(Point annotation dataset records)
+-------+

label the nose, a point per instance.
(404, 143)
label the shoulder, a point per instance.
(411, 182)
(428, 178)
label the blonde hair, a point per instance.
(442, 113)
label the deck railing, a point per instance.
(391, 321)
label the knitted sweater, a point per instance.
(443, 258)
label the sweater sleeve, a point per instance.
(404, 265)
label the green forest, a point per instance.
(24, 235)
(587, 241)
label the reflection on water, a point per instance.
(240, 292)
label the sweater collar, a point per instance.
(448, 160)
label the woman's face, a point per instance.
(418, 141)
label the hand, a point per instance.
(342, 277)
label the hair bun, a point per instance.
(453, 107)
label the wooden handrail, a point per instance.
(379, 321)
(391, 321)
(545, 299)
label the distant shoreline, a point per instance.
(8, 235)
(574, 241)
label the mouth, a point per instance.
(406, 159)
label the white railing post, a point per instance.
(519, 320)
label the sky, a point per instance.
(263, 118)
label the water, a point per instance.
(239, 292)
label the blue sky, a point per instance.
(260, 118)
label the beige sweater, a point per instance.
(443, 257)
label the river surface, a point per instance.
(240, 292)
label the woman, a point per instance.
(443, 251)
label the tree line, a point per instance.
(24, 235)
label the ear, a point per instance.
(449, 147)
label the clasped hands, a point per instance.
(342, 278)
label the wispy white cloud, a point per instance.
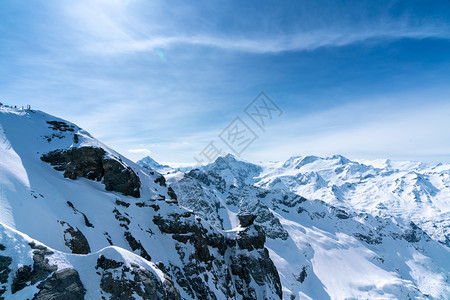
(117, 27)
(143, 151)
(296, 42)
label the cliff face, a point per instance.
(92, 163)
(80, 221)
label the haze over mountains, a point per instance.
(79, 220)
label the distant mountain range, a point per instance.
(80, 221)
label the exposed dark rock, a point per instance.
(62, 285)
(136, 245)
(415, 234)
(171, 193)
(117, 282)
(120, 179)
(60, 126)
(91, 163)
(262, 270)
(251, 238)
(246, 219)
(86, 220)
(40, 270)
(21, 279)
(123, 221)
(302, 276)
(122, 203)
(152, 205)
(5, 261)
(106, 263)
(161, 180)
(232, 273)
(75, 239)
(369, 239)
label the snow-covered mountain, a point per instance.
(325, 235)
(78, 220)
(408, 190)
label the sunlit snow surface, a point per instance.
(381, 196)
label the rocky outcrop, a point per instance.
(75, 239)
(229, 259)
(63, 284)
(92, 163)
(5, 262)
(41, 268)
(123, 282)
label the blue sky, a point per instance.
(365, 79)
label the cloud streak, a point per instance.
(296, 42)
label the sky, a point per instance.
(364, 79)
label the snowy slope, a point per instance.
(320, 250)
(80, 200)
(409, 190)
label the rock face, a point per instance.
(63, 284)
(123, 282)
(91, 163)
(30, 275)
(75, 239)
(226, 258)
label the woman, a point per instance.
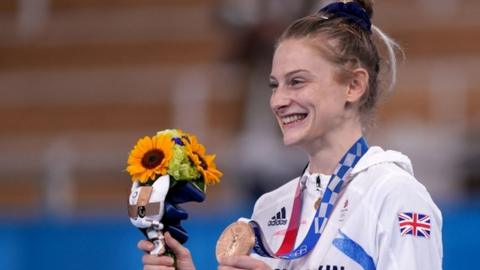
(366, 211)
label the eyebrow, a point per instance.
(291, 73)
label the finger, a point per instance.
(176, 247)
(145, 245)
(157, 260)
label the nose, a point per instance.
(279, 101)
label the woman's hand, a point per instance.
(182, 254)
(242, 263)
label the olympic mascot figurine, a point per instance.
(167, 169)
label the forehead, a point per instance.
(299, 54)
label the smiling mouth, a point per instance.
(293, 118)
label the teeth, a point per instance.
(292, 118)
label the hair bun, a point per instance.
(367, 5)
(352, 11)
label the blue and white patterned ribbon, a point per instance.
(330, 197)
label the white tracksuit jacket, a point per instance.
(363, 231)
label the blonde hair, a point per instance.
(353, 47)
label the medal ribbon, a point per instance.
(330, 197)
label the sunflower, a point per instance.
(203, 163)
(150, 158)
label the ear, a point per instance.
(358, 85)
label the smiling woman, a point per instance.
(353, 206)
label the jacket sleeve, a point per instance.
(409, 227)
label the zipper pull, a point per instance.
(319, 183)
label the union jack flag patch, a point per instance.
(415, 224)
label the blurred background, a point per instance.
(82, 80)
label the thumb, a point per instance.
(177, 248)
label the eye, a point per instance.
(296, 82)
(273, 85)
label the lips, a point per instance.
(292, 118)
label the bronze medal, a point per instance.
(317, 203)
(237, 239)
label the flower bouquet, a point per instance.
(167, 169)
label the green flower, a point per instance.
(180, 166)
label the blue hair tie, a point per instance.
(352, 11)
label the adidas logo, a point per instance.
(279, 219)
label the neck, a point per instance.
(328, 150)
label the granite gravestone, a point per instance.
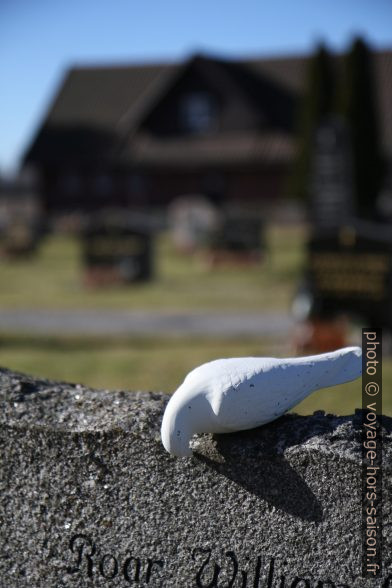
(89, 497)
(116, 250)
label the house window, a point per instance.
(197, 112)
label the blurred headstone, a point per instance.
(238, 239)
(20, 236)
(192, 219)
(350, 271)
(331, 183)
(116, 250)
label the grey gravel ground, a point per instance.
(89, 497)
(98, 322)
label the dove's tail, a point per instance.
(338, 367)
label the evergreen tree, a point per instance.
(358, 106)
(316, 105)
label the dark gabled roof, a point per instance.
(99, 109)
(84, 121)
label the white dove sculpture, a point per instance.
(228, 395)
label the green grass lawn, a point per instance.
(159, 364)
(53, 279)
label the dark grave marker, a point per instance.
(238, 238)
(115, 250)
(20, 237)
(89, 497)
(350, 271)
(331, 183)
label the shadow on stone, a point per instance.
(270, 478)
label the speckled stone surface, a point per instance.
(89, 497)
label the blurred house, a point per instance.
(144, 135)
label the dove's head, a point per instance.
(188, 412)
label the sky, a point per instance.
(40, 39)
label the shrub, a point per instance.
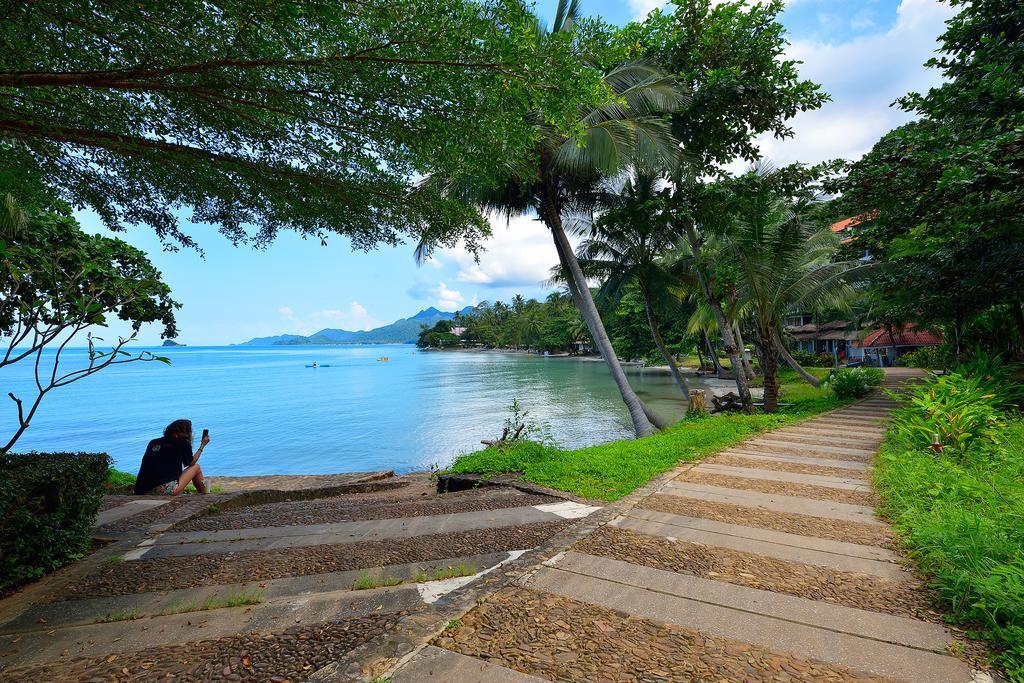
(48, 503)
(809, 359)
(955, 412)
(854, 382)
(928, 357)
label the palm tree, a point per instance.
(555, 181)
(785, 263)
(626, 247)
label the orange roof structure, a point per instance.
(907, 336)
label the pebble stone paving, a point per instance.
(805, 581)
(791, 522)
(782, 466)
(287, 655)
(177, 572)
(566, 640)
(782, 487)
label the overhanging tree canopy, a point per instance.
(309, 116)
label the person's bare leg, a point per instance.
(187, 475)
(199, 481)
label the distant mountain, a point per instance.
(403, 331)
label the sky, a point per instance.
(863, 52)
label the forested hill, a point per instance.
(400, 332)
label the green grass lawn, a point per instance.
(963, 521)
(611, 470)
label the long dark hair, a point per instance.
(179, 429)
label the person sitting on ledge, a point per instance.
(169, 464)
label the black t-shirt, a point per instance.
(164, 460)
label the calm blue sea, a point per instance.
(269, 414)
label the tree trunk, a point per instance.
(748, 369)
(642, 425)
(724, 329)
(771, 375)
(659, 342)
(713, 354)
(790, 360)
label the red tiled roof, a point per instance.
(908, 336)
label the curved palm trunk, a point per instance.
(790, 360)
(725, 330)
(771, 377)
(642, 425)
(659, 343)
(748, 369)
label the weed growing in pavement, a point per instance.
(367, 582)
(462, 569)
(120, 615)
(229, 600)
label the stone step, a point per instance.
(132, 635)
(49, 615)
(868, 435)
(842, 422)
(435, 664)
(844, 483)
(868, 443)
(768, 536)
(806, 450)
(853, 465)
(128, 509)
(880, 644)
(754, 499)
(779, 440)
(271, 538)
(795, 552)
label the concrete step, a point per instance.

+-------+

* _What needs to be done_
Write out the entries above word for word. Do not include the pictures.

* _Task solution_
label the nose, a point per instance.
(404, 143)
label the shoulder, a point per instance.
(411, 182)
(428, 178)
label the blonde hair, a point per instance.
(442, 113)
label the deck railing, a point per instance.
(391, 321)
label the knitted sweater, a point per instance.
(443, 258)
label the sweater sleeve, a point per instance.
(404, 265)
label the green forest, a point per instance.
(24, 235)
(587, 241)
label the reflection on water, a point per instance.
(240, 292)
label the sweater collar, a point per instance.
(448, 160)
label the woman's face, a point per instance.
(418, 141)
label the hand, a point per instance.
(342, 277)
label the hair bun, a point per instance.
(453, 107)
label the wooden handrail, a point per instance.
(379, 321)
(391, 321)
(545, 299)
label the distant shoreline, a point per instance.
(8, 235)
(574, 241)
label the mouth, a point per instance.
(406, 159)
label the white railing post, a point per instance.
(519, 320)
label the sky, a point per instance.
(263, 118)
label the water, a point per instance.
(239, 292)
label the blue sky, a point per instance.
(260, 118)
label the beige sweater, a point per instance.
(443, 257)
label the river surface, a point per instance.
(240, 292)
label the woman, a point per instance.
(443, 251)
label the tree line, a point per instance.
(24, 235)
label the ear, a point per instance.
(449, 147)
label the clasped hands, a point per instance.
(342, 278)
label the wispy white cloud, a point per instance.
(117, 27)
(143, 151)
(296, 42)
label the cliff face, a point per instance.
(92, 163)
(80, 221)
label the haze over mountains, a point per instance.
(79, 220)
label the distant mountain range, a point per instance.
(80, 221)
label the exposed dark rock, a point per instance.
(62, 285)
(136, 245)
(415, 234)
(171, 193)
(117, 282)
(120, 179)
(60, 126)
(91, 163)
(262, 270)
(251, 238)
(246, 219)
(86, 220)
(40, 270)
(21, 279)
(123, 221)
(302, 276)
(122, 203)
(152, 205)
(5, 261)
(106, 263)
(161, 180)
(232, 273)
(75, 239)
(369, 239)
label the snow-covered mountain, a point per instance.
(325, 235)
(78, 220)
(408, 190)
label the sunlit snow surface, a point per instance.
(381, 196)
label the rocky outcrop, a point per instance.
(75, 239)
(229, 259)
(63, 284)
(92, 163)
(5, 262)
(41, 268)
(123, 282)
label the blue sky, a point per instance.
(365, 79)
label the cloud streak, a point per instance.
(296, 42)
label the sky, a point per instance.
(364, 79)
label the snowy slope, a point per instance.
(320, 250)
(80, 200)
(409, 190)
label the rock face, a point per instance.
(63, 284)
(123, 282)
(91, 163)
(30, 275)
(75, 239)
(226, 258)
label the woman, a point per instance.
(366, 211)
label the eyebrow, a point per instance.
(291, 73)
label the finger, a point per instance.
(176, 247)
(145, 245)
(157, 260)
label the nose, a point per instance.
(279, 101)
label the woman's hand, a point per instance.
(182, 254)
(242, 263)
label the olympic mascot figurine, a point per instance.
(167, 169)
label the forehead, a point per instance.
(299, 54)
label the smiling mouth, a point per instance.
(293, 118)
label the teeth, a point per instance.
(292, 118)
label the hair bun, a point per instance.
(367, 5)
(352, 11)
label the blue and white patterned ribbon, a point per instance.
(330, 197)
label the white tracksuit jacket, a point per instance.
(363, 231)
label the blonde hair, a point per instance.
(353, 47)
label the medal ribbon, a point per instance.
(330, 197)
label the sunflower, a point per instance.
(203, 163)
(150, 158)
label the ear, a point per instance.
(358, 85)
label the smiling woman, a point per instance.
(353, 206)
label the jacket sleeve, a point per instance.
(409, 227)
label the zipper pull, a point per instance.
(319, 183)
label the union jack flag patch, a point per instance.
(415, 224)
label the blurred background, a point per instance.
(82, 80)
label the thumb, a point per instance.
(177, 248)
label the eye, a point per instance.
(296, 82)
(273, 85)
label the lips, a point per instance.
(292, 118)
label the bronze medal, a point per instance.
(317, 203)
(237, 239)
label the flower bouquet, a point per instance.
(167, 169)
label the green flower, a point per instance.
(180, 166)
label the blue hair tie, a point per instance.
(352, 11)
label the adidas logo, a point per instance.
(279, 219)
label the neck, a point per instance.
(328, 150)
label the granite gravestone, a point per instance.
(89, 497)
(116, 250)
label the house window, a point per instance.
(197, 112)
label the blurred headstone, a point per instance.
(238, 239)
(20, 236)
(192, 219)
(350, 271)
(331, 183)
(116, 250)
label the grey gravel ground, a point per instance.
(89, 497)
(98, 322)
label the dove's tail, a point per instance.
(338, 367)
label the evergreen tree, a point per instance.
(358, 106)
(316, 105)
label the dark gabled roof, a point per instance.
(99, 109)
(84, 121)
label the white dove sculpture, a point per instance.
(228, 395)
label the green grass lawn, a point per instance.
(159, 364)
(53, 279)
label the dark grave marker, a point per instance.
(238, 238)
(115, 250)
(20, 237)
(89, 497)
(350, 271)
(331, 183)
label the shadow on stone, a point per instance.
(270, 478)
label the speckled stone surface, a point per instance.
(89, 497)
label the blurred house, a point per instance.
(144, 135)
label the dove's head, a point per instance.
(188, 412)
label the sky, a point per instance.
(40, 39)
label the shrub, a point per instance.
(48, 503)
(809, 359)
(955, 412)
(854, 382)
(928, 357)
label the palm tree, a point per instance.
(555, 181)
(785, 263)
(626, 247)
label the orange roof structure, a point per instance.
(907, 336)
label the pebble stone paving, a point per instance.
(805, 581)
(791, 522)
(782, 466)
(287, 655)
(177, 572)
(566, 640)
(782, 487)
label the overhanging tree canopy, a point per instance.
(309, 116)
label the person's bare leg, a point per instance.
(187, 475)
(199, 481)
label the distant mountain, a point per instance.
(403, 331)
label the sky, a point per instance.
(863, 52)
label the forested hill, a point per instance.
(400, 332)
label the green grass lawn, a point per instance.
(963, 521)
(611, 470)
label the long dark hair, a point per instance.
(179, 429)
label the person sitting on ledge, a point per instance.
(169, 464)
label the black t-shirt, a point per instance.
(164, 460)
label the calm blue sea, a point per instance.
(269, 414)
label the tree trunk, a point per instance.
(748, 369)
(642, 425)
(724, 329)
(771, 375)
(659, 342)
(713, 354)
(790, 360)
label the red tiled roof, a point per instance.
(908, 336)
label the curved palm trunk, a point per instance.
(790, 360)
(725, 330)
(771, 377)
(642, 425)
(659, 343)
(748, 369)
label the weed growing in pavement, a point per instance.
(367, 582)
(462, 569)
(120, 615)
(229, 600)
label the stone step, a point per instance.
(132, 635)
(49, 615)
(868, 435)
(842, 422)
(435, 664)
(844, 483)
(868, 443)
(768, 536)
(806, 450)
(853, 465)
(128, 509)
(880, 644)
(754, 499)
(779, 440)
(271, 538)
(795, 552)
label the concrete step, a point per instance.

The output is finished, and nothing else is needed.